◆ **Saved entries**
= = =
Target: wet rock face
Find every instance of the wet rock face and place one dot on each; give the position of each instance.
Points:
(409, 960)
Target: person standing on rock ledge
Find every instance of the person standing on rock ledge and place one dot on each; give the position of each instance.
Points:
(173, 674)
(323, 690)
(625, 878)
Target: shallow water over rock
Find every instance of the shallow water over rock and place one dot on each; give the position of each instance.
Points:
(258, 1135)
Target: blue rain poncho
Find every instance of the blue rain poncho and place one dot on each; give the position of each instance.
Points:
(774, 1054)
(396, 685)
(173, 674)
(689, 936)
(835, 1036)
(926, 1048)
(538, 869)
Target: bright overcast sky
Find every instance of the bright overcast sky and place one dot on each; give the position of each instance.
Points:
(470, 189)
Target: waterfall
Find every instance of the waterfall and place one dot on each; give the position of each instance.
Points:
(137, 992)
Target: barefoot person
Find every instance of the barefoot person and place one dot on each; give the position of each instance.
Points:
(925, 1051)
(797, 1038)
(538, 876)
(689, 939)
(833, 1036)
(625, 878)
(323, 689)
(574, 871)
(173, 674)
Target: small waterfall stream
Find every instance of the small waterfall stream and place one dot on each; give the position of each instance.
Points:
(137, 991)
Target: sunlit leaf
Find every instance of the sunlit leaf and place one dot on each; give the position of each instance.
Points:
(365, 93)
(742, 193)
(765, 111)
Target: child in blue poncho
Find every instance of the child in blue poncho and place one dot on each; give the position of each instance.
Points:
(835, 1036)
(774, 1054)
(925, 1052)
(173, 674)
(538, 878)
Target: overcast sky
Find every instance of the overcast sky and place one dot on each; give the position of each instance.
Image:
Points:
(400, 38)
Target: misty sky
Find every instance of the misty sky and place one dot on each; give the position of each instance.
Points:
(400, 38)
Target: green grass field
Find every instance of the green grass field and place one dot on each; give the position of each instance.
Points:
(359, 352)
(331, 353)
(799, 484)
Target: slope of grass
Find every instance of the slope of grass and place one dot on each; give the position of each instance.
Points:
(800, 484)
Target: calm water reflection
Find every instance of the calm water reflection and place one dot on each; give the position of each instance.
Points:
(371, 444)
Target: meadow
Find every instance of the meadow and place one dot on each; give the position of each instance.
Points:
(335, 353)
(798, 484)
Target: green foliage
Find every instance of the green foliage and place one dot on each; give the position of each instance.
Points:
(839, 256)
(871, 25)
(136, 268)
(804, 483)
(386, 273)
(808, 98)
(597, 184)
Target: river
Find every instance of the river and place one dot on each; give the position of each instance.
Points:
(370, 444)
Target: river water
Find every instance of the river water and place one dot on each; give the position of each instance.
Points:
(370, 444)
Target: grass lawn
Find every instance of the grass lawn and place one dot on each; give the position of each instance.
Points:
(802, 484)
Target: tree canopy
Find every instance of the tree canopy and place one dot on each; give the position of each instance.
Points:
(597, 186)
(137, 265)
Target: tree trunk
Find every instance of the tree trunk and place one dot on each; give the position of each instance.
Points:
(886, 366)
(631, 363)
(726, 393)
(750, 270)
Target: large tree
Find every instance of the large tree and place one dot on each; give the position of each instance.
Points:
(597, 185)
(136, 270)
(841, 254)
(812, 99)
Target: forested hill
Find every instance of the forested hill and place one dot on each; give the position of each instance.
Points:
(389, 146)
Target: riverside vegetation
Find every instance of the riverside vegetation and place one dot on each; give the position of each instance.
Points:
= = =
◆ **Task prompt**
Out of the data above, transcribe exactly and only the lines starting with the line that has "Target: blue rain poncho" and going on through the line that has "Target: barefoot person", both included.

◆ **Exercise output**
Target: blue rain poncho
Find every instance of the blue rain poncho and place one dot on each; give the position of each instance.
Points:
(774, 1054)
(396, 685)
(173, 674)
(689, 936)
(835, 1036)
(926, 1048)
(538, 869)
Target: bright overcast sky
Find every instance of the bright overcast sky and place one dot on each; give the position of each instance.
Points:
(470, 189)
Target: waterfall
Find every instance of the waterfall and place one dot on each; give the position of each instance.
Points:
(137, 992)
Target: barefoot person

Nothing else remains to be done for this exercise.